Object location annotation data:
<<<<
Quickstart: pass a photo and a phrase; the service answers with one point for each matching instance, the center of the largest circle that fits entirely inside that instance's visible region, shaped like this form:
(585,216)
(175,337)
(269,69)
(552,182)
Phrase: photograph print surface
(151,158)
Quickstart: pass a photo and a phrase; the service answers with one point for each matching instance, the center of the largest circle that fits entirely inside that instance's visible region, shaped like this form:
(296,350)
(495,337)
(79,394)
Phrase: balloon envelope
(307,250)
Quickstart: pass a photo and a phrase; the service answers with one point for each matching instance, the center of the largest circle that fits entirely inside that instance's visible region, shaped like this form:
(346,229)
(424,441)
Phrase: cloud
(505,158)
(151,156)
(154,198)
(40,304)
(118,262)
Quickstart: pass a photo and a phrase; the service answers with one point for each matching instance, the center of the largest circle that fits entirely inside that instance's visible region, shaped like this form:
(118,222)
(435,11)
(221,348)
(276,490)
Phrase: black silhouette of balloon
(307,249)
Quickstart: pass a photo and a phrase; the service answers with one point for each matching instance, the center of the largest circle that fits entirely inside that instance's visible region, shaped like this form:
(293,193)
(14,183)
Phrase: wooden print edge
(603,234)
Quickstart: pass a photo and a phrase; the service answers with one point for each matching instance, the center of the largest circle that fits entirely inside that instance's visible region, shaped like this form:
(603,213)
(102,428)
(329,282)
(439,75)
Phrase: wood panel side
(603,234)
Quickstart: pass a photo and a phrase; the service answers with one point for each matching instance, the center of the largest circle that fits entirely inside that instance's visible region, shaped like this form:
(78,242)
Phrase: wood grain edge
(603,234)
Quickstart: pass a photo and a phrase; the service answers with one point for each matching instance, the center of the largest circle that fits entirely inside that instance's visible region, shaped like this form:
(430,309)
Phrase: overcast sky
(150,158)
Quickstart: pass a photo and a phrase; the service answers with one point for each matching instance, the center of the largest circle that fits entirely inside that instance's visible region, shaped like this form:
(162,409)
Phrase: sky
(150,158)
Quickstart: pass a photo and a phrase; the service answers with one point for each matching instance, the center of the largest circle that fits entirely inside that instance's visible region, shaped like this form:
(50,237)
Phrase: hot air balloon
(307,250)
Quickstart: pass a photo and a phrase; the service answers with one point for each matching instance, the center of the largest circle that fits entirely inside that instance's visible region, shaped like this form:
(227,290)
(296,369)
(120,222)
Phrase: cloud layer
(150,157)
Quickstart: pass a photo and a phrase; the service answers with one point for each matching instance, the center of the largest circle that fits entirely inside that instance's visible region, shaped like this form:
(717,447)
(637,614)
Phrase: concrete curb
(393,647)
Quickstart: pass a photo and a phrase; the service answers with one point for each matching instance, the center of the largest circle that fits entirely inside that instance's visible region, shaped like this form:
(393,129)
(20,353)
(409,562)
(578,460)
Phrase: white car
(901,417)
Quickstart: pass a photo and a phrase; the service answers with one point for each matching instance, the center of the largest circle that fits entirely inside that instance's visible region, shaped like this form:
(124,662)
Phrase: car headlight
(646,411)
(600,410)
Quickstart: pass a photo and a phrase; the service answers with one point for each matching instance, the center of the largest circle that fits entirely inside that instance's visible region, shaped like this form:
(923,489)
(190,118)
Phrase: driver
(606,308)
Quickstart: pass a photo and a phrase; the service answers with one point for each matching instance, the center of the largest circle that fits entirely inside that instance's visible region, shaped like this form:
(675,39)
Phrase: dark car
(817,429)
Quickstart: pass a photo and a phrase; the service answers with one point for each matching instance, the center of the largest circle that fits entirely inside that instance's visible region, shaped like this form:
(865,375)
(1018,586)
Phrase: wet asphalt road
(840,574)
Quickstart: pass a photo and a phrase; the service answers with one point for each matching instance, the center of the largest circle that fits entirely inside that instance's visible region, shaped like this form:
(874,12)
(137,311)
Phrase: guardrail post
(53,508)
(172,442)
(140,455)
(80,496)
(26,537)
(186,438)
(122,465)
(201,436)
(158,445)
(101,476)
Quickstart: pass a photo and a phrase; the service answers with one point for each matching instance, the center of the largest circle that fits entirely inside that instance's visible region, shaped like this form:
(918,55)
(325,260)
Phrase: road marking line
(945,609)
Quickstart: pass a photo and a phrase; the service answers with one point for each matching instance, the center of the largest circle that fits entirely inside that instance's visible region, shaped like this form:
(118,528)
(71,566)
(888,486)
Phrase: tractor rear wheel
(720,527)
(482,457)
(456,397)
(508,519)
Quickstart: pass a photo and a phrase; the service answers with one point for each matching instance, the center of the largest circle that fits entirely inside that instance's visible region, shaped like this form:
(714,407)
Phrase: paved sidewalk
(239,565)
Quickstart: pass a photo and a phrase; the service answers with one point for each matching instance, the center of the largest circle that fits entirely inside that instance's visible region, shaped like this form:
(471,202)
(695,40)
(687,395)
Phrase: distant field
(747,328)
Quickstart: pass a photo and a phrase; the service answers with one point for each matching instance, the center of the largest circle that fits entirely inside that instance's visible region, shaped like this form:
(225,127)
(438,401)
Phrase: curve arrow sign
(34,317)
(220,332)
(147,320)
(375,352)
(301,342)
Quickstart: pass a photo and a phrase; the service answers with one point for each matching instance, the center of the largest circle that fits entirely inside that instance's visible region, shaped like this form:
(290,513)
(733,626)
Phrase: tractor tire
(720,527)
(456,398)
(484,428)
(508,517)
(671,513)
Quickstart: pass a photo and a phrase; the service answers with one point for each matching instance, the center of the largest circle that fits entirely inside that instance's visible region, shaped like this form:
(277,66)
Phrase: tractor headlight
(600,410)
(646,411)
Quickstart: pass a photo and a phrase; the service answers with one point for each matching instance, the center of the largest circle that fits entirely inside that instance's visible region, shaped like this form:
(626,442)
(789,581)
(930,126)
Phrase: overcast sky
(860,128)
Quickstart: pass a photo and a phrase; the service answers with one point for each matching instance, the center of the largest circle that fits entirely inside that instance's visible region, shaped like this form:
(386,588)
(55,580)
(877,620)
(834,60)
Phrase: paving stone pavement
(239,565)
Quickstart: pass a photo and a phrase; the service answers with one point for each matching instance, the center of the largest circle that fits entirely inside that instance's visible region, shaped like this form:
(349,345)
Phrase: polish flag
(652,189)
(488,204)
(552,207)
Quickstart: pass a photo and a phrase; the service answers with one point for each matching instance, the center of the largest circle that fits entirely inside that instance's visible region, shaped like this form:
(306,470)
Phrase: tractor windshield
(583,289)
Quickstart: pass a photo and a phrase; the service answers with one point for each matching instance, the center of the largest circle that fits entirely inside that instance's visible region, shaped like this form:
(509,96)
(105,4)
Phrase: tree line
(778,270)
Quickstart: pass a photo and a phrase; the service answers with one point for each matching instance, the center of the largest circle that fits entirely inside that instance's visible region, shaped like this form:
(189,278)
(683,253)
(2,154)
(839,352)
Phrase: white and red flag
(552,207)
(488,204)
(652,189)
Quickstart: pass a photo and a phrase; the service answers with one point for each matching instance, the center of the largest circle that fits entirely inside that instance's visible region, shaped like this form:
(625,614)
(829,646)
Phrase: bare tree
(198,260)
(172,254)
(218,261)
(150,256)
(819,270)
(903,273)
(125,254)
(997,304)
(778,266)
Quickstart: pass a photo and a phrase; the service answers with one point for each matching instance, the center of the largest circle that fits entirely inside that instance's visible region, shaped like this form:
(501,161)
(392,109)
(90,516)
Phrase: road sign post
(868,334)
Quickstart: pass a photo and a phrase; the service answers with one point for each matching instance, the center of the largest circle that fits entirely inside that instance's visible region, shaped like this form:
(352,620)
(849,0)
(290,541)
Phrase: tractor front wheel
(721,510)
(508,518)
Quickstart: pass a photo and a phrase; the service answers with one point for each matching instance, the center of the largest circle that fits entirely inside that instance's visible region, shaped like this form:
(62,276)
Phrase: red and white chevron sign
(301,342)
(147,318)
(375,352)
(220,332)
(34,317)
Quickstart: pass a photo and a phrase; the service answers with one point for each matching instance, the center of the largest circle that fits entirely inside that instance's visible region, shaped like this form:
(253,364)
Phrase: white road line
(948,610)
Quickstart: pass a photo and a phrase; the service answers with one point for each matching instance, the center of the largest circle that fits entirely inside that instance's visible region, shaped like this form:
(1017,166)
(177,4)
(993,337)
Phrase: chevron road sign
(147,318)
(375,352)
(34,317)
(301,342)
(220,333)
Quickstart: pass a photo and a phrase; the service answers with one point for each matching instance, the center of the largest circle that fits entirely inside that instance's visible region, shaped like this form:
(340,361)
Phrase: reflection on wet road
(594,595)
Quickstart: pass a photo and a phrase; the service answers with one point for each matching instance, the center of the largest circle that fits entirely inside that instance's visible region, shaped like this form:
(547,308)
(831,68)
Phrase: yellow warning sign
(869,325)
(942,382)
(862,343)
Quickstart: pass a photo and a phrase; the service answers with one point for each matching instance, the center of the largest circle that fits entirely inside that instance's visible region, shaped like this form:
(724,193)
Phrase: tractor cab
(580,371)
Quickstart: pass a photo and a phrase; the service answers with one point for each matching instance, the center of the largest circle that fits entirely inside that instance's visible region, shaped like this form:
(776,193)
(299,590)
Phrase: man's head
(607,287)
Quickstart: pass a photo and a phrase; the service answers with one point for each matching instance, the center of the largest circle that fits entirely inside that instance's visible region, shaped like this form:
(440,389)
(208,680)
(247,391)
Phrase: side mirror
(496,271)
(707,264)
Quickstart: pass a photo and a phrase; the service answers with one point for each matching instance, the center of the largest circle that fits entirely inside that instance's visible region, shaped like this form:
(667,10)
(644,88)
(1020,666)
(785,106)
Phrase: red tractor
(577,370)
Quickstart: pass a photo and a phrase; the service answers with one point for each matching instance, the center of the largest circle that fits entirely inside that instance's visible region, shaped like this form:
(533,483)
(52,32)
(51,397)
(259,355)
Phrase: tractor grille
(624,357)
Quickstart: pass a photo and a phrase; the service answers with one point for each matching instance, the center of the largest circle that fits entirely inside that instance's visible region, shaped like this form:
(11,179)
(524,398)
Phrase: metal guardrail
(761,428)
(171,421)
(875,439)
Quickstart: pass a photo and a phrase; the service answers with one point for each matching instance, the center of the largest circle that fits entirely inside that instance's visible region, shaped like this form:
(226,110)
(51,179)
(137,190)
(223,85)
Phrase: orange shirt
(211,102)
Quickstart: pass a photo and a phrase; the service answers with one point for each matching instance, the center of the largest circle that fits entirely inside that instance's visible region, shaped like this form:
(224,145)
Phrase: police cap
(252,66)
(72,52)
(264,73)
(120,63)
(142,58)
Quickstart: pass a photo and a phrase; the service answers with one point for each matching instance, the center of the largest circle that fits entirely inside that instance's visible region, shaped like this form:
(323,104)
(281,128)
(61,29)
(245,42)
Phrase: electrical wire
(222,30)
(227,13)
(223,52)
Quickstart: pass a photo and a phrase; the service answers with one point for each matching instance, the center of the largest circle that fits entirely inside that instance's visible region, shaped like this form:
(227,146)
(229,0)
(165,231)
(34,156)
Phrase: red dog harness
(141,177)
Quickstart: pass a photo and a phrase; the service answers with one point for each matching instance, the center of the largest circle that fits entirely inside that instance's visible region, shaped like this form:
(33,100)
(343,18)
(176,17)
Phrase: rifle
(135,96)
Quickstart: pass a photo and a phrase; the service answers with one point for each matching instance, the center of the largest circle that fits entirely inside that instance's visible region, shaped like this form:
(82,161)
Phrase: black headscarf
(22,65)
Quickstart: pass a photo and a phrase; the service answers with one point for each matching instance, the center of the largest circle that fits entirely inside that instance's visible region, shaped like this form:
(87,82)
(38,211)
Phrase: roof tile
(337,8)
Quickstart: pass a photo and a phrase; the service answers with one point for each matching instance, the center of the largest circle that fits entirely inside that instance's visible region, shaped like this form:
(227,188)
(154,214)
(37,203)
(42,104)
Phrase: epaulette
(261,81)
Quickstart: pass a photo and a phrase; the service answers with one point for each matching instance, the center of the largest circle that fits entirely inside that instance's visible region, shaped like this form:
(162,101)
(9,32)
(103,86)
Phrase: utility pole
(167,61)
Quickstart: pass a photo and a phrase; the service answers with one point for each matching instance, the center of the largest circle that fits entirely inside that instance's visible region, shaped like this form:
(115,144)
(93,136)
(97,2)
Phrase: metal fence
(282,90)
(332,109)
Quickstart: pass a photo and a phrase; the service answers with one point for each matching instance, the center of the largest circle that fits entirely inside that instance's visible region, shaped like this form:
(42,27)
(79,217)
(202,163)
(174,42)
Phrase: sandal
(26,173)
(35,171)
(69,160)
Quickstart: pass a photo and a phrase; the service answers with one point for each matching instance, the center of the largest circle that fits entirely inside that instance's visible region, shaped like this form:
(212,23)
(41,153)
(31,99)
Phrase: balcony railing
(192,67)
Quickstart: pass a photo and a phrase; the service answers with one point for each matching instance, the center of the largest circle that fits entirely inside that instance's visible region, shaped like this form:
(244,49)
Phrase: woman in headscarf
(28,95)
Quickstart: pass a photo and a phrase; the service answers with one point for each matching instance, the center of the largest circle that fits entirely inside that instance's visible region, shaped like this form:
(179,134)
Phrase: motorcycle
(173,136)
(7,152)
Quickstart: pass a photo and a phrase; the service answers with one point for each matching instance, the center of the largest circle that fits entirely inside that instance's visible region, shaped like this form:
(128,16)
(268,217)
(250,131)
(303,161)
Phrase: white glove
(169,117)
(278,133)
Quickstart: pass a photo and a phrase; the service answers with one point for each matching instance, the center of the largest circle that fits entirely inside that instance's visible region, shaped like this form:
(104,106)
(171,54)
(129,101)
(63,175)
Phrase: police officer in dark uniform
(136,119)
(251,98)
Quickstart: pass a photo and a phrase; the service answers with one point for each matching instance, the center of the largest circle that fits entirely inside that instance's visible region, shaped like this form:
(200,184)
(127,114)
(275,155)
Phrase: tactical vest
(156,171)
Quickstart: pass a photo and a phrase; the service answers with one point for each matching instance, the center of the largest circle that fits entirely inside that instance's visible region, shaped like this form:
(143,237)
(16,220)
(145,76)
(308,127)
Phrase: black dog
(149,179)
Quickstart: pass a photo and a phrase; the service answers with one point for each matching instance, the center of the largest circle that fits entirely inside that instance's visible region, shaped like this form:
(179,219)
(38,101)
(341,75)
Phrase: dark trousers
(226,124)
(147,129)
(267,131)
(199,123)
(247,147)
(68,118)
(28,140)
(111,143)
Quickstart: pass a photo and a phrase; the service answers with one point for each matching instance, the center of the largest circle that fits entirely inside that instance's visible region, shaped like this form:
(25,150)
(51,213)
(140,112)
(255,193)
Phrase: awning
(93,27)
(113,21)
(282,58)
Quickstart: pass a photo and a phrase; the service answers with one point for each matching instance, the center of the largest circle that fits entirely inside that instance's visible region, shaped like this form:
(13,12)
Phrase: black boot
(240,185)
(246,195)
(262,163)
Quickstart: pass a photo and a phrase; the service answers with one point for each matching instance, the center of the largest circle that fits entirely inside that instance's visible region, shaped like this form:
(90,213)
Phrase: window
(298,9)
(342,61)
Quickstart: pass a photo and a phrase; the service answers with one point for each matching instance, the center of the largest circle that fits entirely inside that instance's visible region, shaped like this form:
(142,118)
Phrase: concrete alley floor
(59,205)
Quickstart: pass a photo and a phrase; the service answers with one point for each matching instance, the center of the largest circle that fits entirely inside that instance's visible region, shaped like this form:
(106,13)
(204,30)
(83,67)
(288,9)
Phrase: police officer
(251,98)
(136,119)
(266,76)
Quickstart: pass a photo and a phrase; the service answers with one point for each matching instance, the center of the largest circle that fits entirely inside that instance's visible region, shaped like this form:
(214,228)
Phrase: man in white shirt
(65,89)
>>>>
*EXERCISE BRIEF*
Identify every line above that contains the word "guardrail" and copy each one.

*WRITTEN ANSWER*
Phrase: guardrail post
Phrase: metal guardrail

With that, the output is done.